# Data shown
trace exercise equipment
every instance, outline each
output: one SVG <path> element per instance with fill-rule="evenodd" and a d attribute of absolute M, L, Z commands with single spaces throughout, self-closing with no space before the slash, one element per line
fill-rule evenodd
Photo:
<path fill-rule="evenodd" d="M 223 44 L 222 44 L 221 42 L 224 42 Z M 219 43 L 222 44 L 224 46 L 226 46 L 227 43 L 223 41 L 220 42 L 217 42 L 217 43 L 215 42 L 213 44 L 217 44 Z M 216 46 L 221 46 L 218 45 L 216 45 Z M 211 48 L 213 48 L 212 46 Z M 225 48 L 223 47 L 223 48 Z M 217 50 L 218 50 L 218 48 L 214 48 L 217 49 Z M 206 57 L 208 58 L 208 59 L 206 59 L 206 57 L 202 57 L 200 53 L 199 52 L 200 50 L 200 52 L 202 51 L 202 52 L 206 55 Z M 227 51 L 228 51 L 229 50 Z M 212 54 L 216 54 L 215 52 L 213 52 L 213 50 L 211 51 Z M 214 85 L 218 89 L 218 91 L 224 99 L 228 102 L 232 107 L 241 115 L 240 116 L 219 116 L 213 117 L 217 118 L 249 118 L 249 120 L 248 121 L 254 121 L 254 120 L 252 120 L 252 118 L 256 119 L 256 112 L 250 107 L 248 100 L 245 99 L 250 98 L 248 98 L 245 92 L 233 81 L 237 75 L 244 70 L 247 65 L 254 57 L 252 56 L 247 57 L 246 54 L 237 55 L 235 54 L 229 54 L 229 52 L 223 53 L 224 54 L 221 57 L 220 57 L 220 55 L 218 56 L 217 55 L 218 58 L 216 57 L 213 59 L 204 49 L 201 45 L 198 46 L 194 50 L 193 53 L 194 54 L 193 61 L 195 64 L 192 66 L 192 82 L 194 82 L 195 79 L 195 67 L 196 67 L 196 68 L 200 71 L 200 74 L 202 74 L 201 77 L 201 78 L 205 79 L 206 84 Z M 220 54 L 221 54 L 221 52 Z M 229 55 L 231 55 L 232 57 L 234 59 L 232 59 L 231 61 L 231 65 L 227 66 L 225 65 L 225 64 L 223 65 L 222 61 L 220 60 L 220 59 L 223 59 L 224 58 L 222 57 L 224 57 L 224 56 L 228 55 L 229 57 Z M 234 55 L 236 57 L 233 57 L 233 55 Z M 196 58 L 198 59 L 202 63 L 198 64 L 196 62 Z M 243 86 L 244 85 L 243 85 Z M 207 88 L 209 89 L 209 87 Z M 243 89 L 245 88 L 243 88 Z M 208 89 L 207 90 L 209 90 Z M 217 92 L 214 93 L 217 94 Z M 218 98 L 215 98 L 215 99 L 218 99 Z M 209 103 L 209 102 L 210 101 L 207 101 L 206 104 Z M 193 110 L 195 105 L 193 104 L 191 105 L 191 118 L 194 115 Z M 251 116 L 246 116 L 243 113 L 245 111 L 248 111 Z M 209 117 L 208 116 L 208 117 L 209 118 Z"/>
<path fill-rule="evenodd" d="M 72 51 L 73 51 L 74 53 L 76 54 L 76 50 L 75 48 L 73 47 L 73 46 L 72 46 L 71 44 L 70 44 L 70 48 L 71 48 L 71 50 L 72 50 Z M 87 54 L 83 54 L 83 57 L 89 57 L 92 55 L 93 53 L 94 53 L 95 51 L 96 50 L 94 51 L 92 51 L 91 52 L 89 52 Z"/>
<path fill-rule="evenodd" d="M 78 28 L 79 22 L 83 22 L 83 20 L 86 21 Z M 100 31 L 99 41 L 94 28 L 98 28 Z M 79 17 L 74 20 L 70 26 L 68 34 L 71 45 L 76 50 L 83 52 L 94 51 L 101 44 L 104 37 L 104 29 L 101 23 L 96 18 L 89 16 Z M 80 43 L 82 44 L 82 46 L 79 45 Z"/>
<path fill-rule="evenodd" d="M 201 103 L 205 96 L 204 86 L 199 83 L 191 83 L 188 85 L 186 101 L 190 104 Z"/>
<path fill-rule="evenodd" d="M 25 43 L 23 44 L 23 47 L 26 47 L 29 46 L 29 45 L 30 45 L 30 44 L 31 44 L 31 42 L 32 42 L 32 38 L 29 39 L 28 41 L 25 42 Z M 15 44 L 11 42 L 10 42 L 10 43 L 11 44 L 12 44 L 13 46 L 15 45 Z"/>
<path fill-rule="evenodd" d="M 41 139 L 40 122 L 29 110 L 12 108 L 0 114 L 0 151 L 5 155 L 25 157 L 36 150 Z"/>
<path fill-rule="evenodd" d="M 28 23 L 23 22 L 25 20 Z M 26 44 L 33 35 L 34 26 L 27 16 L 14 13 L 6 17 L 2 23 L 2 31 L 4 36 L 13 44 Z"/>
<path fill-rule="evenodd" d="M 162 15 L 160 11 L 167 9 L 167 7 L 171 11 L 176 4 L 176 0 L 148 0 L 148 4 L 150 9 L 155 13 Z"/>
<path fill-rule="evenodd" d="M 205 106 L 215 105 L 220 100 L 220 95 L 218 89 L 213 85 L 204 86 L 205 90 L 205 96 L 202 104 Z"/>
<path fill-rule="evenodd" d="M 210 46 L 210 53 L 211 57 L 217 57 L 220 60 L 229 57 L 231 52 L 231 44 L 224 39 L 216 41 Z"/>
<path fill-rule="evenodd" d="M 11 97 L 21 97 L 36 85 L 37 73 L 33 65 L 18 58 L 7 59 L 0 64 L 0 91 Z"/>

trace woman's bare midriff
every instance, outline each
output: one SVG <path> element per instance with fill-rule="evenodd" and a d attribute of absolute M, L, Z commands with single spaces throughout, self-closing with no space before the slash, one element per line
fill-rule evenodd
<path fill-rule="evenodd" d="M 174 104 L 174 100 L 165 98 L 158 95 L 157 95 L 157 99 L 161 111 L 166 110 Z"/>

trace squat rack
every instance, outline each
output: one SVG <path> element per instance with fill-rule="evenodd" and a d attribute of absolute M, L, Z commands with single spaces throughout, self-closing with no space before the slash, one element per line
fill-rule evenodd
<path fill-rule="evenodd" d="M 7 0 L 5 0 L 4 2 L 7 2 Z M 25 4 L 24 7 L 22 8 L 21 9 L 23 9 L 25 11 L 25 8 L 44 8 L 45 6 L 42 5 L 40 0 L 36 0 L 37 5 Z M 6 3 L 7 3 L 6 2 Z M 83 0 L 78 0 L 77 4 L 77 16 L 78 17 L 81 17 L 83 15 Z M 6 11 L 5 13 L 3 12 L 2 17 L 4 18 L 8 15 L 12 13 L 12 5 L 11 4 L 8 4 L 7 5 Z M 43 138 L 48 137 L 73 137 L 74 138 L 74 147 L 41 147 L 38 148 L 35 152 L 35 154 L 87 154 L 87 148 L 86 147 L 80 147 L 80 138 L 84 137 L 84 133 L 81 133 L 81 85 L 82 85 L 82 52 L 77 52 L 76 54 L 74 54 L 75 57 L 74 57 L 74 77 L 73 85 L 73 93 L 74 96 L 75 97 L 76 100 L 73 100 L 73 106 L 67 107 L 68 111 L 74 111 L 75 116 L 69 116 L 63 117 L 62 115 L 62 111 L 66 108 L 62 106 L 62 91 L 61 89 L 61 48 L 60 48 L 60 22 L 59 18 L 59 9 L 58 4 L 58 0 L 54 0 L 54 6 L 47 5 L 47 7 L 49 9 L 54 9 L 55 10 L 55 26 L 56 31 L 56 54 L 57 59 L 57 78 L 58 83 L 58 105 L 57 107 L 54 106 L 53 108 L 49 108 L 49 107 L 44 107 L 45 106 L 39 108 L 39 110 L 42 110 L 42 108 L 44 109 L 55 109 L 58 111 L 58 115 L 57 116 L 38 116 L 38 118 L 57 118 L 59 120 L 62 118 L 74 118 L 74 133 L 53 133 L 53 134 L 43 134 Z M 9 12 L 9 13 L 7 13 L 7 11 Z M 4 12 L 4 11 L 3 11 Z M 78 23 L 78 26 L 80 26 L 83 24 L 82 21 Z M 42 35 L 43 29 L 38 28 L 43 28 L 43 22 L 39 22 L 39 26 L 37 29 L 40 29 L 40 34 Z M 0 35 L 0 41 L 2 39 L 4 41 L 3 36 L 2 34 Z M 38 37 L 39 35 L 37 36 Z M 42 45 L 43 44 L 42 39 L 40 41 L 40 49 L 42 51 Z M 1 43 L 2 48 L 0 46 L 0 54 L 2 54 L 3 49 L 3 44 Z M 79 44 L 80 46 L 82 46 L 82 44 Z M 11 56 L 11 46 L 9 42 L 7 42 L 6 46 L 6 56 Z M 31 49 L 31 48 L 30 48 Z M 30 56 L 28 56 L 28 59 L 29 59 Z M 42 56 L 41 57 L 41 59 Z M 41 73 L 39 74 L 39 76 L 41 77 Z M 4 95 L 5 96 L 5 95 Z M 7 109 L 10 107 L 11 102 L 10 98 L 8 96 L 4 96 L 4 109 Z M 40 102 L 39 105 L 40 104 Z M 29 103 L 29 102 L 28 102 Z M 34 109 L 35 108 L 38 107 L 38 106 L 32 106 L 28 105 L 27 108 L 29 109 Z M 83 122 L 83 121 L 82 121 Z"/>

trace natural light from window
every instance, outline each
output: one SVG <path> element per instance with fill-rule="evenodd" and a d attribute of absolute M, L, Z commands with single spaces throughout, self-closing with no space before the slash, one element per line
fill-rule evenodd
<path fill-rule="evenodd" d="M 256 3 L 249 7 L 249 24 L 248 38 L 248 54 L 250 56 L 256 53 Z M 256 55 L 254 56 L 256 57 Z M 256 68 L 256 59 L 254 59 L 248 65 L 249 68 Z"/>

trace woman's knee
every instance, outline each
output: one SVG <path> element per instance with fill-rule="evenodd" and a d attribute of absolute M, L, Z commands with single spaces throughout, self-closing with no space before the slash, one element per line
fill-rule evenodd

# The exercise
Copy out the lines from the one holding "trace woman's bare midriff" through the one holding "174 104 L 174", inclusive, with "every instance" replaced by "all instances" and nothing else changed.

# Answer for the task
trace woman's bare midriff
all instances, outline each
output: one SVG <path> element per instance with fill-rule="evenodd" and a d attribute of absolute M, L, Z commands with single spaces throughout, self-closing with no space before the slash, one element per line
fill-rule evenodd
<path fill-rule="evenodd" d="M 174 104 L 174 100 L 165 98 L 158 95 L 157 95 L 157 99 L 161 111 L 166 110 Z"/>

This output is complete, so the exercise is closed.